- _Challenge_:
Starting with the line that contains "Every instance of the van rear" and going on through the end of the listing, write out only those lines again, requests included, scaling every x and y coordinate in the answers by 0.25 and rounding each result to a whole number, with halves rounded up.
╭─ Given entries
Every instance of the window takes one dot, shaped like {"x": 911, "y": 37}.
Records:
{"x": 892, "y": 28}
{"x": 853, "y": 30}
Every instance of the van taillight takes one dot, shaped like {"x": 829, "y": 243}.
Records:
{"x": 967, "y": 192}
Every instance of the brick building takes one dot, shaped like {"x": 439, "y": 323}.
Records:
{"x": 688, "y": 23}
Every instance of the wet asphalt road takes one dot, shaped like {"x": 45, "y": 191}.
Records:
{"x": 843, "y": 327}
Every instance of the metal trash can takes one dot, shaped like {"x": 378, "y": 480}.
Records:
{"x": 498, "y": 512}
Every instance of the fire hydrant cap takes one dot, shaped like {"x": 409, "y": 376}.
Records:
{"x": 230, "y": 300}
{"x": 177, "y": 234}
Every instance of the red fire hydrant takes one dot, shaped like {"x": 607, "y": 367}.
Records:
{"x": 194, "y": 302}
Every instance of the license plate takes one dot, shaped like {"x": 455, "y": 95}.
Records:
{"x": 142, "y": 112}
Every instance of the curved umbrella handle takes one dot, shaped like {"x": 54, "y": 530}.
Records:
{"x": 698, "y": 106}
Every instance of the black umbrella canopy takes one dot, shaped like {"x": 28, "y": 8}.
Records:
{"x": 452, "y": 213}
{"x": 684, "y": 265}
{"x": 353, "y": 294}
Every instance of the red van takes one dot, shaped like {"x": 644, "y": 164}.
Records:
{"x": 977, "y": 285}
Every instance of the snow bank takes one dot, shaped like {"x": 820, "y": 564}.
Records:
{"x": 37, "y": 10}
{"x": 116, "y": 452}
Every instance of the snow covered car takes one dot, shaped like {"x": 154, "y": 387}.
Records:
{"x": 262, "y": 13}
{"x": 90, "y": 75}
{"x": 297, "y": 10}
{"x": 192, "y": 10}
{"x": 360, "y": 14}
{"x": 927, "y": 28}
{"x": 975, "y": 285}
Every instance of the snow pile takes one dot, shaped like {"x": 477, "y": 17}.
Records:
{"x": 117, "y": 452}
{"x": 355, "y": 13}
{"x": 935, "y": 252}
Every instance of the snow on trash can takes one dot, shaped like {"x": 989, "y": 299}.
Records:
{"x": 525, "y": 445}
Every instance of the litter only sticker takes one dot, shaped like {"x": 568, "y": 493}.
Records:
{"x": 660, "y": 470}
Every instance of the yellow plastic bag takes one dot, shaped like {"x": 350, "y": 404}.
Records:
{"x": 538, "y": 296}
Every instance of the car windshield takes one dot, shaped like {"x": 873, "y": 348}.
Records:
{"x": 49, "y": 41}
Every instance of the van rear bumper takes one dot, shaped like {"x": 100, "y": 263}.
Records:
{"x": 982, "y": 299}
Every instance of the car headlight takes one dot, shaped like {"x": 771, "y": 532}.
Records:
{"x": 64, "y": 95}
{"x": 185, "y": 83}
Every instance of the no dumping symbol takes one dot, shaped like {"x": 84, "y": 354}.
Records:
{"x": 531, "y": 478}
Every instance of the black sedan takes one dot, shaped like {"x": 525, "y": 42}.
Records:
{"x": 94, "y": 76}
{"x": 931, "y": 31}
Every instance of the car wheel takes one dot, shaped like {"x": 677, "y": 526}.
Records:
╰─
- _Task response_:
Every instance of the van rear bumper takes one dot, shaped like {"x": 100, "y": 263}.
Records:
{"x": 246, "y": 75}
Every instance of the car headlight takes one dot, shaped like {"x": 771, "y": 532}.
Records:
{"x": 16, "y": 24}
{"x": 46, "y": 21}
Every instance of the no dumping symbol takes one dot, shaped like {"x": 84, "y": 354}.
Records:
{"x": 133, "y": 120}
Every instance of the black sedan takes one dot, shaped like {"x": 525, "y": 42}.
Records:
{"x": 24, "y": 19}
{"x": 233, "y": 8}
Every instance of the car wheel takes one dot, shaped like {"x": 677, "y": 526}.
Records:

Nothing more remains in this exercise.